SHORT PROBLEM: Recast the entries below, from their first line up to and including the line containing "<point>21,110</point>", as a JSON list of strings with one string per line and blank lines skipped. Leave the pictures out of your answer.

(Pointing dataset entries)
****************************************
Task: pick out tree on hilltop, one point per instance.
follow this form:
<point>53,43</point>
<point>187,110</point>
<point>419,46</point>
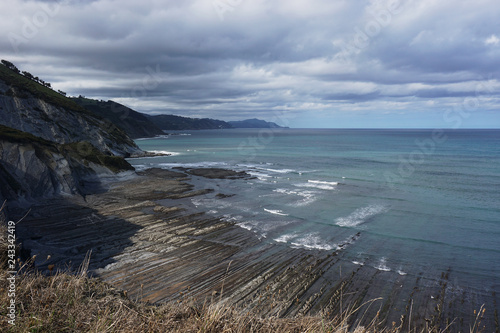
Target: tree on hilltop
<point>10,66</point>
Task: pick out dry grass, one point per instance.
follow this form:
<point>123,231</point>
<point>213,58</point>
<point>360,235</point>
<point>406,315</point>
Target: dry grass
<point>75,303</point>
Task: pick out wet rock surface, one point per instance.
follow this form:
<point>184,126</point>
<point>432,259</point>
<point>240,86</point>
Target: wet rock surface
<point>145,238</point>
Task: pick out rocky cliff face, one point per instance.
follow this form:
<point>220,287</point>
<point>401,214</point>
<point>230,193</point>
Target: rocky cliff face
<point>32,167</point>
<point>21,110</point>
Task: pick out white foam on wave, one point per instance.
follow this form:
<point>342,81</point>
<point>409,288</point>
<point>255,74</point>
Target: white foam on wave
<point>322,182</point>
<point>382,265</point>
<point>360,215</point>
<point>285,238</point>
<point>318,184</point>
<point>313,241</point>
<point>275,212</point>
<point>259,175</point>
<point>193,165</point>
<point>278,170</point>
<point>308,197</point>
<point>171,153</point>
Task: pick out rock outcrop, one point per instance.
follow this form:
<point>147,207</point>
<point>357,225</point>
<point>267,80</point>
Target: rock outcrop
<point>31,167</point>
<point>30,107</point>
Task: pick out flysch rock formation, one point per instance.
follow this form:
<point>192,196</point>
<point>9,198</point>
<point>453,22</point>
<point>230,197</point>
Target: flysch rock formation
<point>144,238</point>
<point>25,112</point>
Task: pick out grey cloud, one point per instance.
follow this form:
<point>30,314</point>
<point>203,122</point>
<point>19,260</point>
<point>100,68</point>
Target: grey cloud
<point>263,55</point>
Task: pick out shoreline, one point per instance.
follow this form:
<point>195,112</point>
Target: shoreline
<point>146,239</point>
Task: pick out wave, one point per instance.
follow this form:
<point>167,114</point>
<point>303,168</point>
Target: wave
<point>308,197</point>
<point>259,175</point>
<point>193,165</point>
<point>285,238</point>
<point>321,182</point>
<point>360,215</point>
<point>382,266</point>
<point>171,153</point>
<point>278,170</point>
<point>275,212</point>
<point>313,242</point>
<point>322,185</point>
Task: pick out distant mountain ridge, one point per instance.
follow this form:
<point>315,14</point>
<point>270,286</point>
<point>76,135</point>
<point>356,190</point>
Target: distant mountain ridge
<point>253,123</point>
<point>171,122</point>
<point>141,125</point>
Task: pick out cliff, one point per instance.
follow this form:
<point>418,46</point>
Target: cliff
<point>30,107</point>
<point>32,167</point>
<point>135,124</point>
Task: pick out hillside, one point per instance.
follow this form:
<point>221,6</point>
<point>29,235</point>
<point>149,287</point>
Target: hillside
<point>33,108</point>
<point>135,124</point>
<point>171,122</point>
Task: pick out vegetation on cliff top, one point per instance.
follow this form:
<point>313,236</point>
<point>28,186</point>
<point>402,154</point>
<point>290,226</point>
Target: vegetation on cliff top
<point>82,151</point>
<point>20,86</point>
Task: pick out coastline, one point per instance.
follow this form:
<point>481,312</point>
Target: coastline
<point>146,239</point>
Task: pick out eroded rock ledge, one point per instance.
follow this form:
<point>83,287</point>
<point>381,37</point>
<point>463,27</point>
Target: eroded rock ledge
<point>146,240</point>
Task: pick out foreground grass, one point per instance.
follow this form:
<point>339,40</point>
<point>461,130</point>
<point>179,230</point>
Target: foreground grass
<point>76,303</point>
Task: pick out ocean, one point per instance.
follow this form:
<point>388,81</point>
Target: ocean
<point>410,202</point>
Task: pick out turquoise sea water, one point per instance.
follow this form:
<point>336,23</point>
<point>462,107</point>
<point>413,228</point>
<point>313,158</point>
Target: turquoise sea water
<point>407,201</point>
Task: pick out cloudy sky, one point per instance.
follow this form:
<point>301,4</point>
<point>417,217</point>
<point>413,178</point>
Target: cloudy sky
<point>314,63</point>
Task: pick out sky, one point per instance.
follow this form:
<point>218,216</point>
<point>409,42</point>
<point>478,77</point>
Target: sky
<point>303,64</point>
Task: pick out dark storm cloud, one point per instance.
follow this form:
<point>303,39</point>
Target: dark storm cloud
<point>253,57</point>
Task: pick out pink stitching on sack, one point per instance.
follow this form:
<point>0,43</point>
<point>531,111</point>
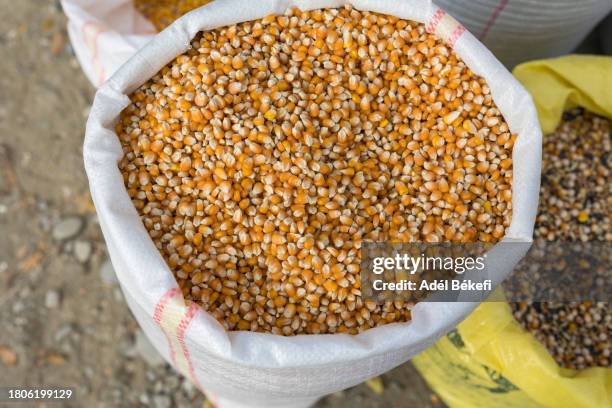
****************************************
TASK OUTPUT:
[
  "Task: pick out tree on hilltop, one point per instance.",
  "follow this form:",
  "<point>53,43</point>",
  "<point>187,110</point>",
  "<point>419,46</point>",
  "Target: tree on hilltop",
  "<point>10,66</point>",
  "Task: pick out dry grass, one point per instance.",
  "follow this form:",
  "<point>123,231</point>",
  "<point>213,58</point>",
  "<point>360,235</point>",
  "<point>406,315</point>",
  "Target: dry grass",
  "<point>75,303</point>",
  "Task: pick out wet rock surface, one point per instance.",
  "follow this form:",
  "<point>184,126</point>",
  "<point>432,259</point>",
  "<point>240,86</point>",
  "Target: wet rock surface",
  "<point>145,238</point>",
  "Task: pick out rocky cliff face, one point per instance.",
  "follow this form:",
  "<point>220,287</point>",
  "<point>401,214</point>",
  "<point>230,193</point>",
  "Target: rocky cliff face",
  "<point>32,167</point>",
  "<point>21,110</point>"
]